[Begin MATERIAL FOR THIS EXERCISE]

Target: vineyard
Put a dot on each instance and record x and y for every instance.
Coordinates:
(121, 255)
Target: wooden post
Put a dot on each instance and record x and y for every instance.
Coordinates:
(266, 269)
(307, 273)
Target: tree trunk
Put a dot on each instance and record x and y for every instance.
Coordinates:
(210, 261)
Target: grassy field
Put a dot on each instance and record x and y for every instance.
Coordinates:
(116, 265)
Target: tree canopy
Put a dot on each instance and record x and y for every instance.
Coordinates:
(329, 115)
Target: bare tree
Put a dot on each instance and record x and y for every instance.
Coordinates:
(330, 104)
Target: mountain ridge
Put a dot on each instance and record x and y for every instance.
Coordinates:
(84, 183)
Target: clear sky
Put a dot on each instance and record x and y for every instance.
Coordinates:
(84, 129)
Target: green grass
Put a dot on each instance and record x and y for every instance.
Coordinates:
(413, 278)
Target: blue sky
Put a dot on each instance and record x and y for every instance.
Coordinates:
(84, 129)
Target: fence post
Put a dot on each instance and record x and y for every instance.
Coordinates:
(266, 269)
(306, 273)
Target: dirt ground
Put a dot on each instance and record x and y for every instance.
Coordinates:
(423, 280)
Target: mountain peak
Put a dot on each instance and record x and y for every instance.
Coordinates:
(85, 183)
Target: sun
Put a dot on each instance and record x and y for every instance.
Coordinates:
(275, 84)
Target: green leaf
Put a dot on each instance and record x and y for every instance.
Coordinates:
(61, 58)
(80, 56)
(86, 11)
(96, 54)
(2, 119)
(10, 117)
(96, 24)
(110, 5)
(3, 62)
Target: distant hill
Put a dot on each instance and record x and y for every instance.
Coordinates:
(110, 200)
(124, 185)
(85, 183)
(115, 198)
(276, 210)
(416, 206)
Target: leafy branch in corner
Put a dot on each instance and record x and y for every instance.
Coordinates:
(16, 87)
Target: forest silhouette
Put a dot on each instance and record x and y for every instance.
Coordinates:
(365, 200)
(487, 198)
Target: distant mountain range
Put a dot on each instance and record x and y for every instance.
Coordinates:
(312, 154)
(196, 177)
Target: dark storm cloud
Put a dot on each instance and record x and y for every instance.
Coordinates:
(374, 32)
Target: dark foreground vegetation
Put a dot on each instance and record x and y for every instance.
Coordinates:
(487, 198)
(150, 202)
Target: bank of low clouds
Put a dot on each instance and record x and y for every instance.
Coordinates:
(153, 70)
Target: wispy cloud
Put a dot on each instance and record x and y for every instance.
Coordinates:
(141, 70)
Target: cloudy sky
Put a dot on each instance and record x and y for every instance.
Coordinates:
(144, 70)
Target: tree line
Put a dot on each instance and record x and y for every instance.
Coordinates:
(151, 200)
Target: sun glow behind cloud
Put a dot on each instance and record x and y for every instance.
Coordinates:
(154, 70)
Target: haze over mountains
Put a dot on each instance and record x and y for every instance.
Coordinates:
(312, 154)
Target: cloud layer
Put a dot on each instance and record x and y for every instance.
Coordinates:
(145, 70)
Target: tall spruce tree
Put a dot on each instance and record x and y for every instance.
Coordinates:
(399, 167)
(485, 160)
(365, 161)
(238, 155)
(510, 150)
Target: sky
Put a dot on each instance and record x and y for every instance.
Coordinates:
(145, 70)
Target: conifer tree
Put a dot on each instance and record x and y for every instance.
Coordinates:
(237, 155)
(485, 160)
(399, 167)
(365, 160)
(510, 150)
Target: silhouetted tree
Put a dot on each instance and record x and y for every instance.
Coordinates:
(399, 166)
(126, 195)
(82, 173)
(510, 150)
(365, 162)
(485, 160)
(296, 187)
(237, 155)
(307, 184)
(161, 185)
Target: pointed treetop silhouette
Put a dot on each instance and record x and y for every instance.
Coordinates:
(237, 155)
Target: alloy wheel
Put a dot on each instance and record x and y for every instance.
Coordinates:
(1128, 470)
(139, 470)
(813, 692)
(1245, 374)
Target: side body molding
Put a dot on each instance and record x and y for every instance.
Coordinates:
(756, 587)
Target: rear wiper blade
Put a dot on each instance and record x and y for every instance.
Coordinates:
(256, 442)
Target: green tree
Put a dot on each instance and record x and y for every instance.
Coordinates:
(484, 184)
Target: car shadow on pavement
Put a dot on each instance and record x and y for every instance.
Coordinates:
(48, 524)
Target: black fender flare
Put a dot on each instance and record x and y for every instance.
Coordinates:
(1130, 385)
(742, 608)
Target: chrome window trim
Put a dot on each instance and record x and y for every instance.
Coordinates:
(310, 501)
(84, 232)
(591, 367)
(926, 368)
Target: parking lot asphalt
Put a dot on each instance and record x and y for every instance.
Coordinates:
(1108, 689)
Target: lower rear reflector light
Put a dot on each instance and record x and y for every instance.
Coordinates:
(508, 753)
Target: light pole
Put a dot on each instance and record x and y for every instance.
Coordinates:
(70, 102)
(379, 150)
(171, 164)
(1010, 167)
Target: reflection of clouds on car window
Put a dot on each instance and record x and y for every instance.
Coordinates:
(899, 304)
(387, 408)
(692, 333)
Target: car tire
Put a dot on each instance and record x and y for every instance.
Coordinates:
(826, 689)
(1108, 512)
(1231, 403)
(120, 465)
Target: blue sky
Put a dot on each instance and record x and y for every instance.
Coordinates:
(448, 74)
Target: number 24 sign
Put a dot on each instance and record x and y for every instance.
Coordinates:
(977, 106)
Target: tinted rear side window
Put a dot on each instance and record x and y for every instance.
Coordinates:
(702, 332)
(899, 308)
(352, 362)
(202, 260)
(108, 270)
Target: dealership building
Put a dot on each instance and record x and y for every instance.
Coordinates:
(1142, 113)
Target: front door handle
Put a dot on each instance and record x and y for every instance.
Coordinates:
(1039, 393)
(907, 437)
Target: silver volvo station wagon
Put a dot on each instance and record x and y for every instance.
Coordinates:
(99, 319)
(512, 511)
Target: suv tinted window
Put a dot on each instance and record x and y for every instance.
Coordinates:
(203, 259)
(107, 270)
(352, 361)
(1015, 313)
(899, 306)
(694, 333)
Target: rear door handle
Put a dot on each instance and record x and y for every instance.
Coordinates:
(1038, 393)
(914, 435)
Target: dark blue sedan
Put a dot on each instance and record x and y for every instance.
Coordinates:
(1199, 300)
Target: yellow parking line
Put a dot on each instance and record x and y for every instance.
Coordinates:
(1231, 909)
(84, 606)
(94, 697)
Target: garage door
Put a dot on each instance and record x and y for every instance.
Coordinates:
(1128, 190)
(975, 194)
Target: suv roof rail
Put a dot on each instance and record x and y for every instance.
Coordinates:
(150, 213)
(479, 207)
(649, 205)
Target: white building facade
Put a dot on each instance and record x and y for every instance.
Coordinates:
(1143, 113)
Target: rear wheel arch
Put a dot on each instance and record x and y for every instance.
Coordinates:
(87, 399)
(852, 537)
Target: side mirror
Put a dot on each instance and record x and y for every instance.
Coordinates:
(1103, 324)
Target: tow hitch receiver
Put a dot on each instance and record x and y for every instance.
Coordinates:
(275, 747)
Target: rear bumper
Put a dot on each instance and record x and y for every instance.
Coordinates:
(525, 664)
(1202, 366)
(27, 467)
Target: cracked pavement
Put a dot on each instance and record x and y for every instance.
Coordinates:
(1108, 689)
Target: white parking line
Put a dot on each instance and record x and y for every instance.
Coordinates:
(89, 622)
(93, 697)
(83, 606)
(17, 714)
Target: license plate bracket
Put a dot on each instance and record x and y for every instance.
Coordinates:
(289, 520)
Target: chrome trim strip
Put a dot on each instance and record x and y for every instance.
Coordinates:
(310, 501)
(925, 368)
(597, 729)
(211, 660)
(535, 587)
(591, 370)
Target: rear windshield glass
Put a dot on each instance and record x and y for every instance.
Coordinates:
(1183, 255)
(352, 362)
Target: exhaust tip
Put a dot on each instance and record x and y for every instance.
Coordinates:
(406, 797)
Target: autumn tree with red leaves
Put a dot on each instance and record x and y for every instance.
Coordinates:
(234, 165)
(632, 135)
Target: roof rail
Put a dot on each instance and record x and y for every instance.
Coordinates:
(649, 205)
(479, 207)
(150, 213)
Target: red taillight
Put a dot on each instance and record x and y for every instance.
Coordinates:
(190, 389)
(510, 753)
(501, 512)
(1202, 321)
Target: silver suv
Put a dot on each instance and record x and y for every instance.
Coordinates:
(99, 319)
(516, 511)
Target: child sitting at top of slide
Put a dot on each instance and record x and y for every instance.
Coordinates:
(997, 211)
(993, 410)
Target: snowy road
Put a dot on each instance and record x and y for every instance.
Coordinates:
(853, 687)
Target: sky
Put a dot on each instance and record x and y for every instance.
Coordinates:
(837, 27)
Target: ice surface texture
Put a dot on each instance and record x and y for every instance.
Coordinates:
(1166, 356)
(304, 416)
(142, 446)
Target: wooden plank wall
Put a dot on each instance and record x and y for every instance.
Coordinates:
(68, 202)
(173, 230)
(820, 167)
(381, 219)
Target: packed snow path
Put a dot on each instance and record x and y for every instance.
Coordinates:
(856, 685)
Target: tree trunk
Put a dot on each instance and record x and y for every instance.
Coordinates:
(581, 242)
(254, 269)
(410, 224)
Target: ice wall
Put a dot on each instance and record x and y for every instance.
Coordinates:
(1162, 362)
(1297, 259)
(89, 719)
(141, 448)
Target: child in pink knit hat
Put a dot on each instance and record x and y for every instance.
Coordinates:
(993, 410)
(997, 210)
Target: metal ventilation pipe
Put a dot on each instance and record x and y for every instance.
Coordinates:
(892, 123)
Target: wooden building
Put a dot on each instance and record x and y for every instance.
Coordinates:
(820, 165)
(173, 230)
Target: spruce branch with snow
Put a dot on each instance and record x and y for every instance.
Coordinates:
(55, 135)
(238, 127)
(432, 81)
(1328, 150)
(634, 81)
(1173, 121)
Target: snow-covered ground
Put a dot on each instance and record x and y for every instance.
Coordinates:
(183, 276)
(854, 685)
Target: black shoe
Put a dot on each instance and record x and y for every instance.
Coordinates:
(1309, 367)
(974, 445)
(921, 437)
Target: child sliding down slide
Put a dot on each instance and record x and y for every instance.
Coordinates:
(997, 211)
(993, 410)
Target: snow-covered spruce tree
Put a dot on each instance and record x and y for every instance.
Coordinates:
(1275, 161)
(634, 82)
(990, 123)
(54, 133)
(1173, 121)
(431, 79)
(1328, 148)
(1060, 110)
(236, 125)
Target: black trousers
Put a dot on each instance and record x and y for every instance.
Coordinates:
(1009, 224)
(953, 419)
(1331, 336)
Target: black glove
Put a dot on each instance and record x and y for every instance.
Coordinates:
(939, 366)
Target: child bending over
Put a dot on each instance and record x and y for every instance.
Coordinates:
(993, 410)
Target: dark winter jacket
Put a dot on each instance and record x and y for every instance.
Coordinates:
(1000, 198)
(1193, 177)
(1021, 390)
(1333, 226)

[End MATERIAL FOR THIS EXERCISE]

◆ STATED TASK ◆
Write out again, unchanged, every line from the line containing "Target: snow-covered spruce tree" to the final line of the material above.

◆ FINISHED EXERCISE ◆
Target: snow-covered spruce tree
Put a dot on each instance and record x and y for every instance.
Coordinates:
(1275, 161)
(634, 82)
(990, 123)
(54, 133)
(1173, 121)
(431, 79)
(1328, 148)
(1060, 110)
(236, 125)
Target: black trousers
Put a dot on each instance and record x and y for every instance.
Coordinates:
(1009, 224)
(953, 419)
(1331, 336)
Target: black glove
Put a dot on each instance and record x and y for every instance.
Coordinates:
(939, 366)
Target: child bending over
Put a dot on each instance and record x and y for every instance.
Coordinates:
(993, 410)
Target: dark winter jacket
Put a dot on each instance and record x and y for every instance.
Coordinates:
(1000, 198)
(1193, 177)
(1021, 390)
(1333, 226)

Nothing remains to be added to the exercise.